DATA TO PROCESS:
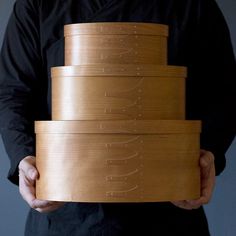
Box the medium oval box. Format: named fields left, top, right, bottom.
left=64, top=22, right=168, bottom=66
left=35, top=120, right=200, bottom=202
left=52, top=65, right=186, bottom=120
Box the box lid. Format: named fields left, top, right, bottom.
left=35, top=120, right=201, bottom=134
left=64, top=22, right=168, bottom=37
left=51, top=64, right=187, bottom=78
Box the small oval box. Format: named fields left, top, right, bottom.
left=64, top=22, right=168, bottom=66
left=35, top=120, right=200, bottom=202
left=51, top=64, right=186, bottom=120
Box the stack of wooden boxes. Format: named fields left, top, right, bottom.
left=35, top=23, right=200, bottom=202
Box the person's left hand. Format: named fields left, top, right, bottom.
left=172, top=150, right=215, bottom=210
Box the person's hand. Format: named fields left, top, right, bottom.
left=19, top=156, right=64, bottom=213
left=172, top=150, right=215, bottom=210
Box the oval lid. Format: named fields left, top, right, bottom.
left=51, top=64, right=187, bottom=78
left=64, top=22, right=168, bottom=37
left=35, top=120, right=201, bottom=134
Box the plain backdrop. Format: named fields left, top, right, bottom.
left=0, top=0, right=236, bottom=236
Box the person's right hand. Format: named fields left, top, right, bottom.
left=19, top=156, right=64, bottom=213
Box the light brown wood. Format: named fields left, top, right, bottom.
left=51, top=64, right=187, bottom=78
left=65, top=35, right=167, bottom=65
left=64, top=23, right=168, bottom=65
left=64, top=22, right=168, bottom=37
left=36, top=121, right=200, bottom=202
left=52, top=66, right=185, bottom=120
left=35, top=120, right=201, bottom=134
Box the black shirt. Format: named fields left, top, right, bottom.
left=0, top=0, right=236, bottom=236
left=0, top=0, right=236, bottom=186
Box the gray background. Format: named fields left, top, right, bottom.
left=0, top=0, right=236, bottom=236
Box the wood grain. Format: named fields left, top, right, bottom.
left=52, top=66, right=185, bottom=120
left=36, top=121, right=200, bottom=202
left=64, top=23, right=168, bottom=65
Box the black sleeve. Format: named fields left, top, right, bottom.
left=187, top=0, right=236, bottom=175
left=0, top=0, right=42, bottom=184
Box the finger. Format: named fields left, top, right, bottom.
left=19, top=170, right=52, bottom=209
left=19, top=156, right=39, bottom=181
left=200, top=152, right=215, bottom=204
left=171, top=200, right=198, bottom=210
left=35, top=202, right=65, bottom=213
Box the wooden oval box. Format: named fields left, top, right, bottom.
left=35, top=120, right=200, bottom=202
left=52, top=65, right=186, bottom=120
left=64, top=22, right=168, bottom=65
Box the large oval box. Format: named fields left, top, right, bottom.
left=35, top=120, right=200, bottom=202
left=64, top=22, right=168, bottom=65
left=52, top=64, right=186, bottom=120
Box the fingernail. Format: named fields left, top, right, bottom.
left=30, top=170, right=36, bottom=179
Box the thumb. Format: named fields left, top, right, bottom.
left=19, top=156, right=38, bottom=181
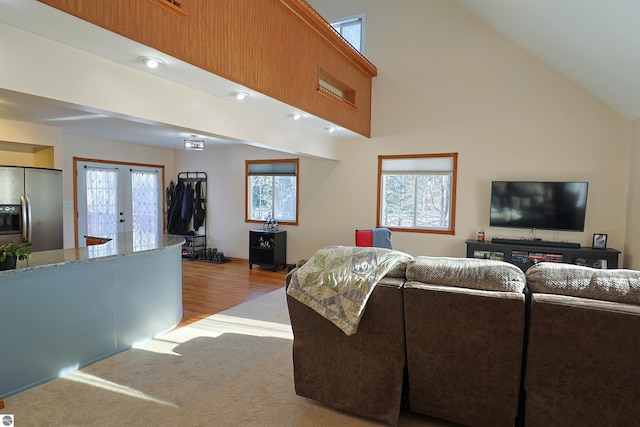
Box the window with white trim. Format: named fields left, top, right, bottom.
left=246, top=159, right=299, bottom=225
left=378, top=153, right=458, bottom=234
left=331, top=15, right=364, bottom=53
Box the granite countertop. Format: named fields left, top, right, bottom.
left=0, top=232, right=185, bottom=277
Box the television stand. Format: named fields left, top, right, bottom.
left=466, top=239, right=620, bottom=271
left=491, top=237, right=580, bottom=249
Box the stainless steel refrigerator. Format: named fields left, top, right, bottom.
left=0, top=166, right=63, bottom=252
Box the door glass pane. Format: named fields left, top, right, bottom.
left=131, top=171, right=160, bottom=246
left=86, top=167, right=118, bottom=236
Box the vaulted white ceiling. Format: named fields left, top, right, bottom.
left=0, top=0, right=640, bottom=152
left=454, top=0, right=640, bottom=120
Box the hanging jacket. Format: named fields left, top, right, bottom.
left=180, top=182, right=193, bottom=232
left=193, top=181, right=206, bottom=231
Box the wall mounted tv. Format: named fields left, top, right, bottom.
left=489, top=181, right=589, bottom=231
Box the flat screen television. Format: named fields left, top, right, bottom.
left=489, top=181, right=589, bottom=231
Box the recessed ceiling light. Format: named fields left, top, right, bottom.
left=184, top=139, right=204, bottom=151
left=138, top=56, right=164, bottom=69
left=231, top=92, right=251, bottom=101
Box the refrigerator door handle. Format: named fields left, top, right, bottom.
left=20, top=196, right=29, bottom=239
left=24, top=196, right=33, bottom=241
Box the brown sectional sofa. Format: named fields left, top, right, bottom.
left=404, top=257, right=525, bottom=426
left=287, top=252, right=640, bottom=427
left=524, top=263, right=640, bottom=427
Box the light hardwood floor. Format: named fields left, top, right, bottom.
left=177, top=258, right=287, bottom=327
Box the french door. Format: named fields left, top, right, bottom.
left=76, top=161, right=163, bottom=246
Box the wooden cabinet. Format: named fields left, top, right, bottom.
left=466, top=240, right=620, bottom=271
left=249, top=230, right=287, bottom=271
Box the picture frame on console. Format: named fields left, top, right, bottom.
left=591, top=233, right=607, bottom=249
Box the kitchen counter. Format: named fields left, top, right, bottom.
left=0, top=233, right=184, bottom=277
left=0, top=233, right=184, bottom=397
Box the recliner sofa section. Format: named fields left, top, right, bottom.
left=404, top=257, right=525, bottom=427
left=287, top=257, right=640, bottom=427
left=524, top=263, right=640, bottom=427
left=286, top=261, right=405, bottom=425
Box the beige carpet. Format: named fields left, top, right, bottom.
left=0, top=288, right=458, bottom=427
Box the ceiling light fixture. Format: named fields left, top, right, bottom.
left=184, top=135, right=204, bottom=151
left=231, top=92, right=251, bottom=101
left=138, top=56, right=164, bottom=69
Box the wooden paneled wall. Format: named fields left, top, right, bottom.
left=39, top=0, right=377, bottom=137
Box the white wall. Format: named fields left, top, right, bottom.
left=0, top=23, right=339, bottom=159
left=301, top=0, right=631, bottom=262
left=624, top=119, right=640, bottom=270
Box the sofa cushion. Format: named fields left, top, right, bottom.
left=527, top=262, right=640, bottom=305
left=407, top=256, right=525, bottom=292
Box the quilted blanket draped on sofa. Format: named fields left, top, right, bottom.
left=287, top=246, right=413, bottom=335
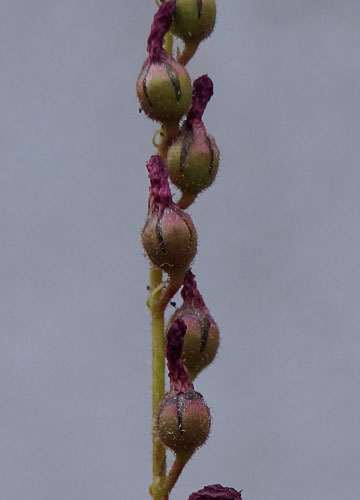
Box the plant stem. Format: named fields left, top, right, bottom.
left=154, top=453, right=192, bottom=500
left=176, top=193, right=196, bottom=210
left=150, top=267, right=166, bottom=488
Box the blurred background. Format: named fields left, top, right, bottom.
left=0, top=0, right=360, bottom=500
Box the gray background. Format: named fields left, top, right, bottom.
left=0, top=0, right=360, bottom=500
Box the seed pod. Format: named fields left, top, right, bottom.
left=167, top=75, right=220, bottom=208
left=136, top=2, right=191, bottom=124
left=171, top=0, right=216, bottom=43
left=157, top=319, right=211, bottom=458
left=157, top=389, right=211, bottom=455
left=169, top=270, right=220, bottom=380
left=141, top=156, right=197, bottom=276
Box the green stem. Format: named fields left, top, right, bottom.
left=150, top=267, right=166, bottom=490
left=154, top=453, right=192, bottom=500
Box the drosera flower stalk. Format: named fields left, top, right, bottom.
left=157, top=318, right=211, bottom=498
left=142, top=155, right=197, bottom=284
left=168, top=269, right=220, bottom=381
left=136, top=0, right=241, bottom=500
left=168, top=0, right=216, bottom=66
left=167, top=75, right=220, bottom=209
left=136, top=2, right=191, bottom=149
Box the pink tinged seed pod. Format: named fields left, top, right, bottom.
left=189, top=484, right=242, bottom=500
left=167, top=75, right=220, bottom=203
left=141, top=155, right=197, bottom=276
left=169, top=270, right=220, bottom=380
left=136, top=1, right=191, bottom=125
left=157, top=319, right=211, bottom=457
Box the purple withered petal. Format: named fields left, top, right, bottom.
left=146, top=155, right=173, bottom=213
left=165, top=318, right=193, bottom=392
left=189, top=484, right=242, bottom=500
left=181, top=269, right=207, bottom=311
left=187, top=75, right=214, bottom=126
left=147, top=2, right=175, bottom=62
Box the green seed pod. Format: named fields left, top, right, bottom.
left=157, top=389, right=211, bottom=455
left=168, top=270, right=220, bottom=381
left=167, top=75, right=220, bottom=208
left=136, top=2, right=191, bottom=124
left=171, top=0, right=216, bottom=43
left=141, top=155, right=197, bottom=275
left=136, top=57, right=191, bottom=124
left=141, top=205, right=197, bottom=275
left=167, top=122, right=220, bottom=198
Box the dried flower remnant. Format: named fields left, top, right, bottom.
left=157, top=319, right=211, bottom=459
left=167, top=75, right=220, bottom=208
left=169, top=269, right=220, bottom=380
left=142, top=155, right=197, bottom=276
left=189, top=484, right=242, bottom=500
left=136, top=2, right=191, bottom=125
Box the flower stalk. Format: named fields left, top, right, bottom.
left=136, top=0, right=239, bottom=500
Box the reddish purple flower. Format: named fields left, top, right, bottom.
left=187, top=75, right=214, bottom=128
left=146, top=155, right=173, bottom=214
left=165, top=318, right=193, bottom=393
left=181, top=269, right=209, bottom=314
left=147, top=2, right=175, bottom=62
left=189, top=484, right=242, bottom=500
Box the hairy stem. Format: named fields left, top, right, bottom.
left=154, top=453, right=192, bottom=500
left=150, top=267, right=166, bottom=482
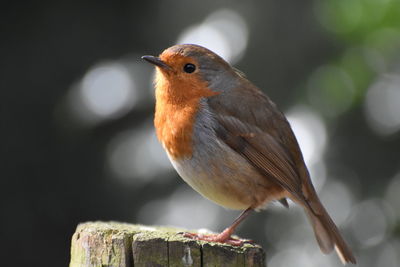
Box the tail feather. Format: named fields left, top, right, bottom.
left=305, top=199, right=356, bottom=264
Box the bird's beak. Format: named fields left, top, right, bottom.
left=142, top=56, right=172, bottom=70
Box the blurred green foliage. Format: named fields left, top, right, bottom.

PROBLEM DETAILS: Update the records from the line with "Box the fingernail." to the line with "left=19, top=156, right=38, bottom=181" by replacing "thumb" with "right thumb". Leave everything else unchanged.

TASK RESPONSE:
Box the fingernail. Format: named fields left, top, right, bottom.
left=30, top=170, right=36, bottom=179
Box the right thumb. Format: named fields left, top, right, bottom.
left=19, top=156, right=38, bottom=181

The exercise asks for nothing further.